# [What to produce]
Give back the line that contains "Would you be able to point out the blue sky" and every following line, exactly as they appear, through the end of the data.

+++

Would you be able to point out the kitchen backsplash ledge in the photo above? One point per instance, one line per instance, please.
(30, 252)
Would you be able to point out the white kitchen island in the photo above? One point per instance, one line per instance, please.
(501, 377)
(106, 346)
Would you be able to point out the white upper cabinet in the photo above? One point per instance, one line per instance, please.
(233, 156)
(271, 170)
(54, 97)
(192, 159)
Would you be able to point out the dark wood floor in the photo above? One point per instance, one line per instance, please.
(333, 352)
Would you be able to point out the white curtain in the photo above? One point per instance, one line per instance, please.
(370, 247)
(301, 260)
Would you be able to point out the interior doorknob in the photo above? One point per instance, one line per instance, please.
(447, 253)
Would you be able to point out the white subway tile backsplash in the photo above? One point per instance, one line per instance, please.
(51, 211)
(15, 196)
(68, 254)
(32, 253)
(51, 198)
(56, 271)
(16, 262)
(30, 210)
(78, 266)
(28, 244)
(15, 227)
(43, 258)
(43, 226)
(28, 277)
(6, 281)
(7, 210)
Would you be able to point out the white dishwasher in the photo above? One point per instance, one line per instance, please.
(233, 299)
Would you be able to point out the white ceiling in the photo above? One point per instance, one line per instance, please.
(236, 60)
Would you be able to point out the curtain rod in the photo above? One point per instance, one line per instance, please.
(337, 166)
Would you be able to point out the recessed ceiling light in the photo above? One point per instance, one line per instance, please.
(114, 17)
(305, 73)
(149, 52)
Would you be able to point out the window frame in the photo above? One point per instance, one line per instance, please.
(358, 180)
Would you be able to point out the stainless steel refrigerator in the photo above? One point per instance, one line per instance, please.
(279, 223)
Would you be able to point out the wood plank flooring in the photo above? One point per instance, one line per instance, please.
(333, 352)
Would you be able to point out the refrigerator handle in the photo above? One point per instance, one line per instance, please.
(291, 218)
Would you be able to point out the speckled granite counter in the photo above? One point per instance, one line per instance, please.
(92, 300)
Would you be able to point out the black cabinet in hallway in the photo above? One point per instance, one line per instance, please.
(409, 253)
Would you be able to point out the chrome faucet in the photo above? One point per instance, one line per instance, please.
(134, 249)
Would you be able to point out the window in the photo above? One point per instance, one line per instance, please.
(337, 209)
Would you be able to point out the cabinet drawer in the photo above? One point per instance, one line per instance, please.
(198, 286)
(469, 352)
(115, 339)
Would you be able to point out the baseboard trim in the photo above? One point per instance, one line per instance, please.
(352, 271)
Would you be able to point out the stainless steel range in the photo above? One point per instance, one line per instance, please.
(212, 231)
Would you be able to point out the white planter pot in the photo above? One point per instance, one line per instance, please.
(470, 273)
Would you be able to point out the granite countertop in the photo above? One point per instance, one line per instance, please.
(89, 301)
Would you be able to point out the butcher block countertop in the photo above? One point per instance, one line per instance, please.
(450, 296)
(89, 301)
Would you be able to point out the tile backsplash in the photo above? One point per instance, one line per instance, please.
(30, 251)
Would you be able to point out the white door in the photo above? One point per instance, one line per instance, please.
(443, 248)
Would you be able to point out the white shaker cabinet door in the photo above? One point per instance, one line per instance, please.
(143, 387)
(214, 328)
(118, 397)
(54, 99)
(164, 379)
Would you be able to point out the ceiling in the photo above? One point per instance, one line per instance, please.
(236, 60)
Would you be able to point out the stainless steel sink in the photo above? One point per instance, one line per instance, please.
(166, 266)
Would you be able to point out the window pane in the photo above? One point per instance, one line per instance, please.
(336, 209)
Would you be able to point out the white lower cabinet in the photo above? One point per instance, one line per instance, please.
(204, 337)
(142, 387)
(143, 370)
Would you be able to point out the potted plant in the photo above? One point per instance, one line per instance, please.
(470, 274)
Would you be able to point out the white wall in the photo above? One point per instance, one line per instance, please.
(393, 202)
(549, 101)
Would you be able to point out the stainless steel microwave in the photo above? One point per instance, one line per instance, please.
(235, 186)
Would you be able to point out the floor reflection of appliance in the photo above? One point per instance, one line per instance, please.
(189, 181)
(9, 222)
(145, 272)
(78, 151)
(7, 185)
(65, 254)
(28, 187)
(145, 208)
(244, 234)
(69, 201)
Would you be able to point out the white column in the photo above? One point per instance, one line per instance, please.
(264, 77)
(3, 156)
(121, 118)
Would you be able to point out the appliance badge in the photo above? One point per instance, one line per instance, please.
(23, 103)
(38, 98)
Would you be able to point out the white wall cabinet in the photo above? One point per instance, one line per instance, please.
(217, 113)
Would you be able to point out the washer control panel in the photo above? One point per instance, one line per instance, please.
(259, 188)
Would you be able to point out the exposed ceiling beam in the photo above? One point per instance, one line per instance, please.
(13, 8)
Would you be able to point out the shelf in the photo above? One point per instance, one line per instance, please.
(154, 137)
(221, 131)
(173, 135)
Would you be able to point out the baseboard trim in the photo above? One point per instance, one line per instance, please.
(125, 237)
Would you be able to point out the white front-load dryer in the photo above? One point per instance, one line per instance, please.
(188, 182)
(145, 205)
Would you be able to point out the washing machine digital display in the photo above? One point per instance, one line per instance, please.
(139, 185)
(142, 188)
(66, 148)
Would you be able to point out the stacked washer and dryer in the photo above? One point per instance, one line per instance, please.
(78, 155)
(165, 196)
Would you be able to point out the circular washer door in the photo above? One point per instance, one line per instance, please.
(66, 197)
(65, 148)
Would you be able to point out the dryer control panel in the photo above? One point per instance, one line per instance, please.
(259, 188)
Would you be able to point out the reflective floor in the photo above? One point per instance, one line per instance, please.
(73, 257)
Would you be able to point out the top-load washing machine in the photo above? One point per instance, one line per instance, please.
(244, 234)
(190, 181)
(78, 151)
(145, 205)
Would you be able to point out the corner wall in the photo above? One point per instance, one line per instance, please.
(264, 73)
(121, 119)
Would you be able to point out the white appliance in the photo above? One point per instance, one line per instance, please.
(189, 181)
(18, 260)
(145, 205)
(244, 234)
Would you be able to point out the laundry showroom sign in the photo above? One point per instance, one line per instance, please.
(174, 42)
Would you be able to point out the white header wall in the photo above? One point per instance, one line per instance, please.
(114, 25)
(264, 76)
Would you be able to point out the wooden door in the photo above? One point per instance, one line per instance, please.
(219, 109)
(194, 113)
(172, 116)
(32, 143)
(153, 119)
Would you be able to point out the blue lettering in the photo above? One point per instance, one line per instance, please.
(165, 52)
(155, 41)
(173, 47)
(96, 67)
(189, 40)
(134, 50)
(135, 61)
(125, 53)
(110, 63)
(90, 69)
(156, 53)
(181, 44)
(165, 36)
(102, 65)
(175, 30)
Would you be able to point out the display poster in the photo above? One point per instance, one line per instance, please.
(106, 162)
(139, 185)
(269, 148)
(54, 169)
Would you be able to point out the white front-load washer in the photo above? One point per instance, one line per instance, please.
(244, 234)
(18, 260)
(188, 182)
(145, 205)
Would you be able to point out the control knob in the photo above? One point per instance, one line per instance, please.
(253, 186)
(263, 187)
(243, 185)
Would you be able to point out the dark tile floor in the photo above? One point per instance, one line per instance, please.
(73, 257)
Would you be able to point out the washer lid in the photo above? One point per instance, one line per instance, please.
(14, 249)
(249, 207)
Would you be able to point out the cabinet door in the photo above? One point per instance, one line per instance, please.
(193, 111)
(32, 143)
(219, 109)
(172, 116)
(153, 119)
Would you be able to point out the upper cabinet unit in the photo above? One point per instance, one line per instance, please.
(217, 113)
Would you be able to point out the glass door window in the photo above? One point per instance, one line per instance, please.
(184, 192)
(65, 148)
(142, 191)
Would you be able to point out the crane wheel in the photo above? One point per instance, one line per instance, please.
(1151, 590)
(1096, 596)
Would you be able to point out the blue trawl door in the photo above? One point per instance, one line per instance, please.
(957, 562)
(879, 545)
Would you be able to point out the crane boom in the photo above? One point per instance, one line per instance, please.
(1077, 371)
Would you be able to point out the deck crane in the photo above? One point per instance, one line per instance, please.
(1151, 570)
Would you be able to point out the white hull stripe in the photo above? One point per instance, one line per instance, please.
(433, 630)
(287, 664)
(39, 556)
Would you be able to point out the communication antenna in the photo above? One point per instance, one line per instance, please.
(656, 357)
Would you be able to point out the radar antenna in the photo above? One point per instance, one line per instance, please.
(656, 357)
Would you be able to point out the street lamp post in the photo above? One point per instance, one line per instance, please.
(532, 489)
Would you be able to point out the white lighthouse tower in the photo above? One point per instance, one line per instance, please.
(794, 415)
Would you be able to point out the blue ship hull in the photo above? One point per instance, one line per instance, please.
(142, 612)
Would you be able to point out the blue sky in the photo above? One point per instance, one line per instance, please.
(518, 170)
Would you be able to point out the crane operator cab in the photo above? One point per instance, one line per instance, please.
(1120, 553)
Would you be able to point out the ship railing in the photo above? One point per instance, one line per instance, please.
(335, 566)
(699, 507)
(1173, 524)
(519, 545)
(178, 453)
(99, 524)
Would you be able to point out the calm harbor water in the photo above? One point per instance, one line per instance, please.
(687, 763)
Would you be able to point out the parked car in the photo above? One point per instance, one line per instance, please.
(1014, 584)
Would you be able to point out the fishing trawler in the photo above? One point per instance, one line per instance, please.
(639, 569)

+++

# [Finished task]
Would you be able to point out the blue sky in the photo above? One point per instance, one line per instance, please.
(518, 170)
Would you be able to point out the crane operator cab in the photo above? One point per instance, one line per instance, please.
(1120, 553)
Would you be able to point out the ship railing in the photo above? One point per instance, one line per instance, please.
(335, 566)
(699, 507)
(1173, 524)
(519, 545)
(178, 453)
(99, 524)
Would you be able to point out the calm harbor water in the photo above? One point per instance, one line per instance, please.
(687, 763)
Would you be able to point out the parked car in the photo above? One point per instance, one line per instance, please.
(1014, 584)
Would you be able to point out the fishing trawler in the photo above? One point per instance, one line per instance, please.
(639, 569)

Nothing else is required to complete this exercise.